◆ **Work task**:
Transcribe, word for word and with nothing extra, the line containing "format = csv_header" and each line that comes after it in the entries.
++++
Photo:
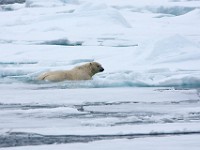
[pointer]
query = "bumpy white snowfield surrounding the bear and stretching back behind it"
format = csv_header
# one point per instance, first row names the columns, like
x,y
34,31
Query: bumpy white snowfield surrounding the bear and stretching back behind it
++++
◆ **Output below**:
format = csv_header
# one point per instance, first row names the columns, like
x,y
34,31
Query: bumpy white snowfield surrounding the bear and stretching back behind it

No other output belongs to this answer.